TO DO »
Please revise the listing below by replacing every "instance" with "occurrence" and keeping everything else the same.

___ GIVEN DATA ___

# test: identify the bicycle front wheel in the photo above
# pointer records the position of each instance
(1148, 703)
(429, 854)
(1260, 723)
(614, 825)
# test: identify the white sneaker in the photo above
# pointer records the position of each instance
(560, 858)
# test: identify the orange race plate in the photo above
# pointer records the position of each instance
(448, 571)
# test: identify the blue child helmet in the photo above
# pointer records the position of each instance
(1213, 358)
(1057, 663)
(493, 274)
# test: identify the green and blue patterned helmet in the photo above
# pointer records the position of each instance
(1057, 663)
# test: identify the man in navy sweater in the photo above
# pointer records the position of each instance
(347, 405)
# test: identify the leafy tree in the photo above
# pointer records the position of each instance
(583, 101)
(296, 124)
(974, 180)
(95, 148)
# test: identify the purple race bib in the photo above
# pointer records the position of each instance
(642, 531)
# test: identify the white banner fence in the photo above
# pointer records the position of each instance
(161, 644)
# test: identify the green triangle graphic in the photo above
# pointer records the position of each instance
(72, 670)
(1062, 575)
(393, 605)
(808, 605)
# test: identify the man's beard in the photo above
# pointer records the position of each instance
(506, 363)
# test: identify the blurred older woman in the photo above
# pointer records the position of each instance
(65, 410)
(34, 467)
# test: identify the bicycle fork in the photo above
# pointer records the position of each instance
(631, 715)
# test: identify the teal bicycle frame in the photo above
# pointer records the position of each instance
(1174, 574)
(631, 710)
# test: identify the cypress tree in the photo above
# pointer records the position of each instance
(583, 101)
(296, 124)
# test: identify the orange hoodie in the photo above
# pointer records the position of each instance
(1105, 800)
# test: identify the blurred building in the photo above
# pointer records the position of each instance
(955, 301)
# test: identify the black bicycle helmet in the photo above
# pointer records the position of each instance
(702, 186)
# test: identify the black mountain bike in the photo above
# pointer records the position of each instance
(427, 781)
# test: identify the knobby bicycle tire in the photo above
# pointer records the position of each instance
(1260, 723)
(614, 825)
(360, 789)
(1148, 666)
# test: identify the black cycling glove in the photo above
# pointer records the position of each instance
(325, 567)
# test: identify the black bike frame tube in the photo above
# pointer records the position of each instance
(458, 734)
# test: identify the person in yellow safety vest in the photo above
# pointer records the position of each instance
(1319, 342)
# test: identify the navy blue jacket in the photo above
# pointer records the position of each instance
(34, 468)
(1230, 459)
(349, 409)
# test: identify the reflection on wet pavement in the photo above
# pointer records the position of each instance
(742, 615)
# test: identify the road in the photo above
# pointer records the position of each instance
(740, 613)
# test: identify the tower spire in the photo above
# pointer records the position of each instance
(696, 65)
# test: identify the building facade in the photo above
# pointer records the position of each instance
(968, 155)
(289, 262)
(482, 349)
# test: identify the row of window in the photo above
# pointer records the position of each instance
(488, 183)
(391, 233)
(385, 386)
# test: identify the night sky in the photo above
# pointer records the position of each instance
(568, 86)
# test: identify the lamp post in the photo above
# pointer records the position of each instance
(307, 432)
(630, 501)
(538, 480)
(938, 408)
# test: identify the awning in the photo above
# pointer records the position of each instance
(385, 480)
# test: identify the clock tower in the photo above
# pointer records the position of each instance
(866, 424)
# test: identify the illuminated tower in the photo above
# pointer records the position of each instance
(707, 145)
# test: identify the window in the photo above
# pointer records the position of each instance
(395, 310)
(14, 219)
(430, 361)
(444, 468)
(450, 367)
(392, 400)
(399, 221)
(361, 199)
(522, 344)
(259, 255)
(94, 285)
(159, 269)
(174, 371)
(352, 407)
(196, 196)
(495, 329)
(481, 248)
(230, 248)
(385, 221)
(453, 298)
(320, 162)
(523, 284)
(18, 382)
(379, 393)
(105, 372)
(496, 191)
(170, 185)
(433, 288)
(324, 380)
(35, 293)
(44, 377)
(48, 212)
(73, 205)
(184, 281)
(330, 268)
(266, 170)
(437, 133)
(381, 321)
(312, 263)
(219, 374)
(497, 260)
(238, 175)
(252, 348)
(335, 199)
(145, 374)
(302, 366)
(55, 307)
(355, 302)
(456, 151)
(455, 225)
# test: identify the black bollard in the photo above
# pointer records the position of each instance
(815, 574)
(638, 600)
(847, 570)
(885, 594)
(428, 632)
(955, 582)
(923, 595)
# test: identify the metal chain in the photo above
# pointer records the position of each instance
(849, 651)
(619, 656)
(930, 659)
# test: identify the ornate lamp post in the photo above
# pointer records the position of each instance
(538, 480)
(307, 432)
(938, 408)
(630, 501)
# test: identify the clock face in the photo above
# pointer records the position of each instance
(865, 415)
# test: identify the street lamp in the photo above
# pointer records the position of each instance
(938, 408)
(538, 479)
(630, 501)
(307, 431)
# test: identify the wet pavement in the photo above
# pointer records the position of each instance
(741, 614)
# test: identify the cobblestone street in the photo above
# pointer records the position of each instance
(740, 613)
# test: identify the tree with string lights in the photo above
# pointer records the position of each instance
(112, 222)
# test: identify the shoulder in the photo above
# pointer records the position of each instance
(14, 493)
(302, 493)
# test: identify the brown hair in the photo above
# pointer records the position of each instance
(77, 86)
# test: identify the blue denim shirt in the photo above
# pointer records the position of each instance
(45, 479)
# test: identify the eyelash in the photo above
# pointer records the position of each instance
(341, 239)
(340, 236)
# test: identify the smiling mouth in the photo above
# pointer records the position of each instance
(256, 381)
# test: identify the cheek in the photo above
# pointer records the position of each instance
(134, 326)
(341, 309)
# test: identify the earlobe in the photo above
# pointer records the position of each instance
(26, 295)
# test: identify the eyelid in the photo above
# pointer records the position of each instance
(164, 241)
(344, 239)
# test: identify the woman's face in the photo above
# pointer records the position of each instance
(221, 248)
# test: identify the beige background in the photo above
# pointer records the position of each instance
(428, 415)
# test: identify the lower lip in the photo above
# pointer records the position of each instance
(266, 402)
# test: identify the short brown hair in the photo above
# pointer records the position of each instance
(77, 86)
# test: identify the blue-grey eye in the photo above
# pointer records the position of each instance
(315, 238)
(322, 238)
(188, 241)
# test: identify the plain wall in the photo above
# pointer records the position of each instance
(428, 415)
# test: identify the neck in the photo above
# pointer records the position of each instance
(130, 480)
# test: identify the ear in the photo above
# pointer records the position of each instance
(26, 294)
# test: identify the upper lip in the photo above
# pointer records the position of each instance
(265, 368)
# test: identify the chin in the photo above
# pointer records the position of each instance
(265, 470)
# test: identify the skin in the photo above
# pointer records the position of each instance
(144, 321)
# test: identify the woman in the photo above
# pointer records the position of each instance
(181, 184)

___

FULL SOLUTION »
# test: identify the bicycle front wheel in the photo above
# pointer records the position of each occurrence
(1148, 703)
(429, 854)
(1260, 723)
(614, 825)
# test: identify the white sneaker in the photo above
# pointer records the position of each occurrence
(560, 858)
# test: identify the orange race plate in the photo above
# pointer records the position of each occurrence
(448, 571)
# test: identify the blue child helmet in the photo above
# pointer records the position of each occurrence
(1213, 358)
(1057, 663)
(493, 274)
# test: identify the green and blue patterned helmet in the photo above
# pointer records the position of each occurrence
(1057, 663)
# test: identify the man in navy sweater in the photo above
# pointer records the position of each occurrence
(347, 405)
# test: identify the leafy tree in the photo above
# pointer records the position of each occurrence
(583, 101)
(296, 124)
(974, 180)
(95, 148)
# test: identify the purple race bib in the photo above
# pointer records the position of each occurrence
(642, 531)
# test: identify the white banner fence in the photo above
# pointer records the position of each occurrence
(161, 644)
# test: identify the green triangle graphic in the photo above
# pointer records the position of each occurrence
(72, 670)
(1062, 575)
(393, 605)
(808, 605)
# test: identify the man's beard in the photo above
# pointer records the position of each occurrence
(506, 363)
# test: identify the blurred older woman in the photo above
# pointer records the position of each occurrence
(65, 410)
(34, 467)
# test: identify the bicycle fork in the photo above
# pointer records the position of each occurrence
(631, 715)
# test: identify the teal bicycle frame in the photo above
# pointer records the position of each occurrence
(1174, 574)
(631, 710)
# test: identify the cypress tree in the photo above
# pointer records the position of each occurrence
(583, 101)
(296, 124)
# test: identify the orange hoodie in the photo above
# pointer records the position of each occurrence
(1105, 800)
# test: identify the blurred building in the photo above
# pointer records the position of each occurrence
(955, 301)
# test: identify the black bicycle helmet in the photo above
# pointer records the position of each occurrence
(702, 186)
# test: identify the black mountain bike in the photo above
# pointer records the position of each occurrence
(427, 781)
# test: identify the knobby bicycle tire in the photo above
# pointer records the position of each occurrence
(1260, 723)
(614, 825)
(360, 789)
(1148, 666)
# test: identify the black cycling glove in the photo above
# pointer records the position of each occurrence
(325, 567)
# test: identify the black bike frame tube in the photo above
# pointer records the position of each occurrence
(458, 734)
# test: identify the person in yellow safety vest in the photo above
# pointer records the position of each occurrence
(1319, 342)
# test: identify the navy blue jacket in the photo above
# pointer records the position of each occurrence
(34, 468)
(1230, 459)
(349, 409)
# test: identify the reflection on wet pavement in the photo above
# pointer records the position of each occurrence
(742, 615)
# test: identify the road in the photo above
# pointer records the position of each occurrence
(740, 613)
# test: identify the tower spire in the photo above
# pointer records the position of each occurrence
(696, 65)
# test: identify the building facade in the photo above
# pointer records the position of each occurrence
(968, 155)
(289, 262)
(482, 349)
# test: identify the row of window in the photo above
# pointer records the position of each occurrence
(488, 183)
(391, 233)
(385, 386)
# test: identify the night sky in the photo above
# pointer records the position of each occurrence
(568, 86)
# test: identify the lamp post in the photo above
# pointer records the position of each occurrence
(307, 432)
(630, 501)
(538, 480)
(938, 408)
# test: identify the awning in the photo above
# pointer records the position of each occurrence
(385, 480)
# test: identify the clock tower in the photo above
# pointer records the position of each occurrence
(866, 424)
# test: identify the illuminated tower in the photo above
# pointer records the position of each occurrence
(707, 145)
# test: identify the window in the photo above
# pointer records the position of each occurrence
(395, 310)
(14, 219)
(430, 361)
(444, 468)
(450, 367)
(392, 400)
(399, 221)
(361, 199)
(522, 344)
(259, 255)
(94, 285)
(159, 269)
(174, 371)
(352, 407)
(196, 196)
(495, 329)
(481, 248)
(230, 248)
(385, 221)
(453, 298)
(320, 162)
(523, 284)
(18, 382)
(379, 393)
(105, 372)
(496, 191)
(170, 185)
(433, 288)
(324, 380)
(35, 293)
(44, 377)
(48, 212)
(73, 205)
(184, 281)
(330, 268)
(266, 170)
(437, 133)
(381, 321)
(312, 263)
(219, 374)
(497, 260)
(238, 175)
(252, 348)
(335, 199)
(145, 374)
(302, 366)
(55, 307)
(355, 302)
(456, 151)
(455, 225)
# test: identify the black bollard in the photo above
# pointer records the position of each occurrence
(815, 574)
(638, 600)
(847, 570)
(885, 594)
(428, 632)
(955, 582)
(923, 595)
# test: identify the metal chain in the photo above
# pointer records the position of each occurrence
(849, 651)
(619, 656)
(930, 659)
# test: identify the ornate lamp post in the photo above
# pointer records the position of each occurrence
(538, 480)
(307, 432)
(938, 408)
(630, 501)
# test: identify the clock face in the photo above
# pointer records the position of each occurrence
(865, 415)
# test: identify the street lamp in the photo above
# pointer records the position of each occurrence
(938, 408)
(538, 479)
(630, 501)
(307, 431)
# test: identify the wet pavement in the photo above
# pointer records the position of each occurrence
(741, 614)
# test: identify the cobblestone street in the photo above
# pointer records the position of each occurrence
(740, 613)
# test: identify the tree with string lights in the photo above
# pointer records the position of each occurrence
(112, 222)
# test: identify the shoulder in the photo above
# pointer records the position of each occurrence
(14, 493)
(302, 493)
# test: identify the brown hair in the photo above
# pointer records the position of each occurrence
(77, 86)
# test: identify the blue denim shirt in the photo above
# pointer records the position of each occurrence
(45, 479)
# test: identify the eyelash in the photo above
# pointer records the position of each occurrence
(341, 239)
(340, 236)
# test: identify the smiling mouth in the photo above
# pointer records the position of each occurrence
(256, 381)
# test: identify the cheek in the photo above
# pointer records the position of each occurrence
(134, 326)
(341, 309)
# test: identify the earlobe in the photo above
# pointer records the position of each occurrence
(26, 295)
# test: identify the eyelid in the photo above
# pointer records the position of each occurrence
(164, 241)
(344, 239)
# test: identify the woman's face in the photo above
# pointer records the position of each occurrence
(221, 248)
# test: identify the beige background in the photo above
# pointer records the position of each occurrence
(428, 415)
# test: identify the lower lip in the photo above
# pointer records the position of each occurrence
(266, 402)
# test: identify the short brown hair in the photo above
# pointer records the position of each occurrence
(77, 86)
# test: identify the blue-grey eye in the photo above
# pointer records the position of each occurrence
(315, 238)
(322, 238)
(188, 241)
# test: identify the plain wall in the photo above
# pointer records the position of each occurrence
(428, 415)
# test: identify the neck in the photo above
# pointer records the position of each occurrence
(130, 480)
# test: identify the ear in the photo above
# pointer records the position of each occurrence
(26, 294)
# test: identify the upper lip in the photo above
# pointer records the position of each occurrence
(265, 368)
# test: identify the chin in the photo above
# pointer records the position of each occurrence
(265, 470)
# test: identify the skin in the photo above
# pointer records the position of each occurrence
(144, 321)
# test: identify the woman in the photo above
# pointer records the position of each occurrence
(181, 184)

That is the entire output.